[Start PASSAGE SHOWN]
Iteration 4: OBS Integration

Connected the face detection system to OBS Studio using WebSocket communication.

Iteration 5: Headless Operation

Removed the video preview window to create a clean, background-running application.

Key Technical Insights

  1. Neural Network Integration: The DepthAI SDK made it surprisingly easy to integrate pre-trained AI models with real-time video processing.

  2. Cascade Classifier Tuning: OpenCV's Haar cascades are powerful but require careful parameter tuning for reliable detection.

  3. Real-time Processing: Processing video at 30fps while running AI models requires efficient algorithms and proper threading.

  4. WebSocket Communication: The OBS WebSocket API provides a clean interface for programmatic control, though it requires careful state management.

  5. Error Handling: Robust error handling is crucial when dealing with hardware connections, network communication, and real-time processing.

The Final Result

The completed system provides:

  • Real-time face orientation detection using AI
  • Automatic OBS Studio scene switching based on head position
  • Smooth, confidence-based transitions to prevent rapid switching
  • Background operation without visual distractions
  • Robust error handling and connection management

This creates an incredibly interactive streaming experience where your camera setup responds to your movements in real-time, making your streams more dynamic and engaging.

#!/usr/bin/env python3
"""
OBS Studio Face-Controlled Scene Switcher
This script automatically switches between two video camera sources in OBS Studio
based on face orientation detected by the Oak D Lite camera.
"""

import json
import time
import websocket
import threading
import cv2
import numpy as np
from depthai_sdk import OakCamera
from depthai_sdk.classes.packets import FramePacket
from typing import Optional, List

class FaceOrientationDetector:
    def __init__(self):
        # Load OpenCV cascade classifiers for facial feature detection
        self.face_cascade = cv2.CascadeClassifier(cv2.data.haarcascades + 'haarcascade_frontalface_default.xml')
        self.eye_cascade = cv2.CascadeClassifier(cv2.data.haarcascades + 'haarcascade_eye.xml')
        
        # Thresholds for orientation detection
        self.orientation_threshold = 0.15  # Adjust this value to tune sensitivity
        
        # State tracking
        self.last_orientation = None
        self.orientation_confidence = 0
        self.min_confidence_frames = 3  # Number of consecutive frames needed to confirm orientation
        
        # Orientation change callback
        self.on_orientation_change = None
        
    def set_orientation_callback(self, callback):
        """Set callback function to be called when orientation changes"""
        self.on_orientation_change = callback
        
    def detect_facial_features(self, frame, face_roi):
        """Detect eyes within the face region"""
        x, y, w, h = face_roi
        face_gray = frame[y:y+h, x:x+w]
        
        # Detect eyes
        eyes = self.eye_cascade.detectMultiScale(face_gray, 1.1, 5)
        
        return eyes, (x, y, w, h)
    
    def calculate_face_orientation(self, eyes, face_roi):
        """Calculate face orientation based on eye positions"""
        if len(eyes) < 2:
            return None, 0.0
        
        x, y, w, h = face_roi
        
        # Sort eyes by x-coordinate (left to right)
        eyes_sorted = sorted(eyes, key=lambda e: e[0])
[End PASSAGE SHOWN]
[Start INFORMATION GIVEN]
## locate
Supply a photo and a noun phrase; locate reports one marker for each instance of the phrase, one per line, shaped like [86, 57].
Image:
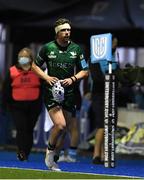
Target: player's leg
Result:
[End INFORMATION GIVEN]
DIRECTIVES –
a - Reproduce word for word the part of the scene switcher post between "Removed the video" and "and real-time processing.", inclusive.
b - Do these statements agree with the scene switcher post? Answer yes or no for each and quote the words that decide it. (i) The completed system switches OBS Studio scenes according to head position. (ii) The orientation threshold is set to 0.25. (iii) Iteration 5 keeps the video preview window.
The entries aren't needed for this work.

FINAL ANSWERS –
a -
Removed the video preview window to create a clean, background-running application.

Key Technical Insights

  1. Neural Network Integration: The DepthAI SDK made it surprisingly easy to integrate pre-trained AI models with real-time video processing.

  2. Cascade Classifier Tuning: OpenCV's Haar cascades are powerful but require careful parameter tuning for reliable detection.

  3. Real-time Processing: Processing video at 30fps while running AI models requires efficient algorithms and proper threading.

  4. WebSocket Communication: The OBS WebSocket API provides a clean interface for programmatic control, though it requires careful state management.

  5. Error Handling: Robust error handling is crucial when dealing with hardware connections, network communication, and real-time processing.

b -
(i) Yes: "Automatic OBS Studio scene switching based on head position"
(ii) No: "self.orientation_threshold = 0.15"
(iii) No: "Removed the video preview window to create a clean, background-running application."